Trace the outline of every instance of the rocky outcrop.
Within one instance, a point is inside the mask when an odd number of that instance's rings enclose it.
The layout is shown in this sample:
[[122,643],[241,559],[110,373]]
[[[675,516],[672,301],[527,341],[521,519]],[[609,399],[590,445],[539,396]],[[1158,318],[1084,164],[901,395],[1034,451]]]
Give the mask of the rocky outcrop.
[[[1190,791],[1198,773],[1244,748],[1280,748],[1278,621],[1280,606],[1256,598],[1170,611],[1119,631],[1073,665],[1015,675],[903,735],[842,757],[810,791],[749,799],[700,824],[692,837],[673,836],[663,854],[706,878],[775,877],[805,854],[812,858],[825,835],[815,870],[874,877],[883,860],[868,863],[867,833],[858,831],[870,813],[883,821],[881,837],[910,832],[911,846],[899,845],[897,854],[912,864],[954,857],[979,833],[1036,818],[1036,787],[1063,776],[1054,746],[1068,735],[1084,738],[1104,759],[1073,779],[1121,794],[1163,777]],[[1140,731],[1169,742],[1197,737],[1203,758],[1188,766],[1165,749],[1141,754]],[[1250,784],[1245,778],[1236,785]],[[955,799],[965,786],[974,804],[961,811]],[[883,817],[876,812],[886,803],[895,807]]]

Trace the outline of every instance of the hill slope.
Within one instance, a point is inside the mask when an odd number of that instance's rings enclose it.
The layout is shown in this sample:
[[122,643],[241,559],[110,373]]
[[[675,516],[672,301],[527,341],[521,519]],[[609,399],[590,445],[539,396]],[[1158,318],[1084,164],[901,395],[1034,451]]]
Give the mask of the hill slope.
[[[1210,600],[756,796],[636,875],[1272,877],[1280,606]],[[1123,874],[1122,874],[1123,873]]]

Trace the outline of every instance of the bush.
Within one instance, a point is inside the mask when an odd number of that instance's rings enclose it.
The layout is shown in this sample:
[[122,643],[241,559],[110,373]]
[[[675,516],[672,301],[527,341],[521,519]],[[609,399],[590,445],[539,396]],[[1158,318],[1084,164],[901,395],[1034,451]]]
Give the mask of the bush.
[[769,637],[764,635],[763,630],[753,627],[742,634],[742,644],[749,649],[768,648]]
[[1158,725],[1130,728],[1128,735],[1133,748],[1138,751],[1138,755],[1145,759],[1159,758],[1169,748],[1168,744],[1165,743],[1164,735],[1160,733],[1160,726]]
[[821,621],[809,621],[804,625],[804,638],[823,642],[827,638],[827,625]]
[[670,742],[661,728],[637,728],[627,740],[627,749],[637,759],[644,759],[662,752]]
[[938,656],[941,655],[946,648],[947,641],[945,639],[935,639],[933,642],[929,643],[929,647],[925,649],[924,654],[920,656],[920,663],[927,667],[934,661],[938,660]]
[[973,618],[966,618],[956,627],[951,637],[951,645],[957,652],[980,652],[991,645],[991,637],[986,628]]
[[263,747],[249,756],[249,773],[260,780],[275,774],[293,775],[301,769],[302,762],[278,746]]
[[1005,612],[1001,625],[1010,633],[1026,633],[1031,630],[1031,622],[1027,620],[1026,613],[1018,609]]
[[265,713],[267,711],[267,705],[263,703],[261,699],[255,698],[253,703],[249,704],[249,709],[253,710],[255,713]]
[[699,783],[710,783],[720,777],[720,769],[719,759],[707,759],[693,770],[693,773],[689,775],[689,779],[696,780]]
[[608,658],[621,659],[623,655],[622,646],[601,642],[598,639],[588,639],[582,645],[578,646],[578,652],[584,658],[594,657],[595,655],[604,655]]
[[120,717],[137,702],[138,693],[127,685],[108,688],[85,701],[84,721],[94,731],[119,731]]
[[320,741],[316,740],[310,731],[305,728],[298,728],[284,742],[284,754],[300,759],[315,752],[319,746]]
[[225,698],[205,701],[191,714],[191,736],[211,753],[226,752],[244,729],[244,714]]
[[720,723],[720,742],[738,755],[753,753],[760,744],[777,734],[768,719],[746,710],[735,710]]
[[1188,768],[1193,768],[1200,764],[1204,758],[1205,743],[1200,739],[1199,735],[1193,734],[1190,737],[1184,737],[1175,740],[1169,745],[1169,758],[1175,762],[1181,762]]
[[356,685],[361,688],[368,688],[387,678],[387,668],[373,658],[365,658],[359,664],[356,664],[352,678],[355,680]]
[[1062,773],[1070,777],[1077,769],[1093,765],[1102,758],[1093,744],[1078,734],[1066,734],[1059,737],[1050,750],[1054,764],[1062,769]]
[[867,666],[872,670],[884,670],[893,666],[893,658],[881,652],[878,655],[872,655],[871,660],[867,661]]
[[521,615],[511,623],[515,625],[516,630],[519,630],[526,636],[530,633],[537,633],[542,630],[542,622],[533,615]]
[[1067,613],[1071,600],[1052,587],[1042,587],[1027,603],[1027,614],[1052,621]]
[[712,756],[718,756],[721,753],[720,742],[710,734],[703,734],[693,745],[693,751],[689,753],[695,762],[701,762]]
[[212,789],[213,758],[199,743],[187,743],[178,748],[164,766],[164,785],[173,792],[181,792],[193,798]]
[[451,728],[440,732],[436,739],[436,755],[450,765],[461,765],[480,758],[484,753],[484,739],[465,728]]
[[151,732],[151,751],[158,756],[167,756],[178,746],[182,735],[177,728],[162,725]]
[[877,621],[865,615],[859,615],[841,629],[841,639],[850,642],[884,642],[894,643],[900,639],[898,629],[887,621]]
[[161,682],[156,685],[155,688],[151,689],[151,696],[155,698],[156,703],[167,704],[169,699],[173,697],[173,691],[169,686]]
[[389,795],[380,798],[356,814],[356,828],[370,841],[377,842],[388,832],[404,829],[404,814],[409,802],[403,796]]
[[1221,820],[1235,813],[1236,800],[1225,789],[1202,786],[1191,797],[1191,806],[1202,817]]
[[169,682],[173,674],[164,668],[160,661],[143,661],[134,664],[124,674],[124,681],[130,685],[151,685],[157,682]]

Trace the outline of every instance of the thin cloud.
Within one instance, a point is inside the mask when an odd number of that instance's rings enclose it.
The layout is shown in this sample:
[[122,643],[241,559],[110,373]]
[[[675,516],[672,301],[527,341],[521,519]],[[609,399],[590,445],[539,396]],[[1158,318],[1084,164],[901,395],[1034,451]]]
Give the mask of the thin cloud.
::::::::::
Lines are to be repeated exactly from the one that contains "Trace the outline of every instance of the thin" through the last line of the listing, with both ends kept and no others added.

Trace the outline of every instance of the thin cloud.
Within one instance, a point is inside the mask when an odd number of that instance's rings enclose it.
The layout is shown in this sample:
[[122,643],[241,559],[110,373]]
[[[675,516],[672,301],[527,341],[521,519]],[[609,399],[590,445],[539,396]],[[1158,318],[1084,164],[901,395],[1034,451]]]
Give the mask of the thin cloud.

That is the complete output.